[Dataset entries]
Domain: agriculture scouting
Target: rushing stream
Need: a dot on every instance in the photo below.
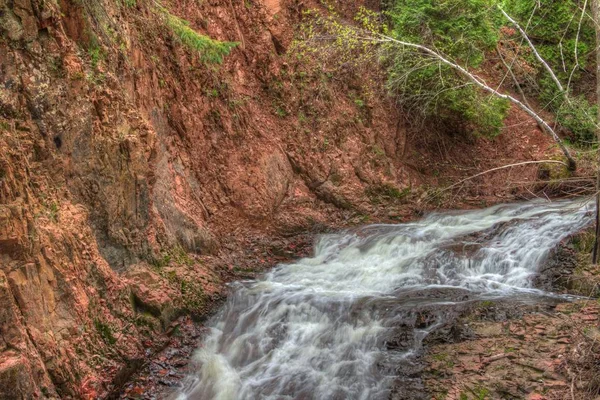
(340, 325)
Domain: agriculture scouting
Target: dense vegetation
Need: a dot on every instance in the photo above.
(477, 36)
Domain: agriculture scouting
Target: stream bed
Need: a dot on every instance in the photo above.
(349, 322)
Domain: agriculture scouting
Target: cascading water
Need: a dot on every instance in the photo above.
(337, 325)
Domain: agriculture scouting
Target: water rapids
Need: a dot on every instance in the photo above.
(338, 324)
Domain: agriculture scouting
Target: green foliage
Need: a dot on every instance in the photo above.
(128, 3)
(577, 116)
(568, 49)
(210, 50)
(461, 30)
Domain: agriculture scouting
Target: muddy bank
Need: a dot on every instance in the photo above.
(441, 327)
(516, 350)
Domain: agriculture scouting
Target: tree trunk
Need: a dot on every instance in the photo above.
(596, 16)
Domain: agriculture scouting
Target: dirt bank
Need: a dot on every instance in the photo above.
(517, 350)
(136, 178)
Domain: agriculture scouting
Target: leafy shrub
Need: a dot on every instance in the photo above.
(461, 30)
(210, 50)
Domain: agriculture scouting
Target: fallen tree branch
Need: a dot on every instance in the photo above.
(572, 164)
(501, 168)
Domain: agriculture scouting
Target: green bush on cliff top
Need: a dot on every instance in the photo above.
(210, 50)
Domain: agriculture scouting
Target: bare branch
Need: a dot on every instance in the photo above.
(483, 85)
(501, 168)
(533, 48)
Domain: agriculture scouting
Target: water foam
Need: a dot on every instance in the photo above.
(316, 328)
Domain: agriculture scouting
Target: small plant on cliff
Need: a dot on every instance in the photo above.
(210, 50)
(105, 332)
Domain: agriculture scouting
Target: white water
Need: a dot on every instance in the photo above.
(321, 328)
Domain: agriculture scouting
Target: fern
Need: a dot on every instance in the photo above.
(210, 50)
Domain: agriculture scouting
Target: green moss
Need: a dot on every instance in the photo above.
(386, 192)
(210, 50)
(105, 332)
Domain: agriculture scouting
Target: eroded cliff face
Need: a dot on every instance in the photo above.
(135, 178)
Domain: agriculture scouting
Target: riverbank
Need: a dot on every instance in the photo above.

Problem requirements ->
Pictures stay out, but every record above is to be returned exactly.

Solved exercise ->
Domain: agriculture scouting
Target: rushing stream
Need: a dot on every instance in the photo below.
(340, 325)
Domain: agriculture scouting
Target: dense vegetation
Need: a dot on every instance in the photo above.
(477, 36)
Domain: agriculture scouting
Target: stream bed
Need: a dot on every instance in the photo above.
(349, 322)
Domain: agriculture scouting
Target: cascading water
Need: a dot on every instance in the photo above.
(337, 325)
Domain: agriculture scouting
Target: water rapids
Need: a dot on every instance in the photo above.
(338, 324)
Domain: agriculture scouting
Target: green foliage
Need: a dot on every instance in the photo above.
(128, 3)
(577, 116)
(568, 49)
(210, 50)
(461, 30)
Domain: agriculture scouting
Target: muddy bank
Need: a dot on every instance in the photo above.
(441, 327)
(516, 350)
Domain: agriculture scouting
Target: tree trunk
Need: a dot on every instance in the photo above.
(596, 16)
Domain: agriculture scouting
Target: dirt bank
Need: a dot on every instance in the photo above.
(517, 350)
(136, 178)
Domain: agriculture scouting
Target: leafy shrub
Need: a dot on every instance in the photo above.
(461, 30)
(210, 50)
Domain: agriculture scouting
Target: fallen tree branch
Need: a dot on every instance in the photo above.
(572, 164)
(501, 168)
Domain: agriculture scouting
Target: green bush on cliff top
Need: a dot on every instance in the photo above.
(210, 50)
Domain: agriculture scouting
Target: bare branch
Need: a dot on every instance in the photo above.
(483, 85)
(501, 168)
(533, 48)
Domain: agriculture scouting
Target: water foam
Need: a dot on every instance in the photo above.
(316, 328)
Domain: agriculture scouting
Target: small plant on cliff
Need: a dot on every instance in the photo above.
(210, 50)
(105, 332)
Domain: agriculture scouting
Target: white water
Need: a dot on every instance in the photo above.
(321, 328)
Domain: agriculture scouting
Target: fern
Need: a dot on every instance in the photo above.
(210, 50)
Domain: agriculture scouting
Target: green moss
Need: a dot on every instance in the photo above.
(386, 192)
(210, 50)
(105, 332)
Domain: agriculture scouting
Target: eroded cliff face
Need: a dot on every instance in the photo above.
(135, 178)
Domain: agriculture scouting
Target: riverbank
Need: a dot on every instance in the photo above.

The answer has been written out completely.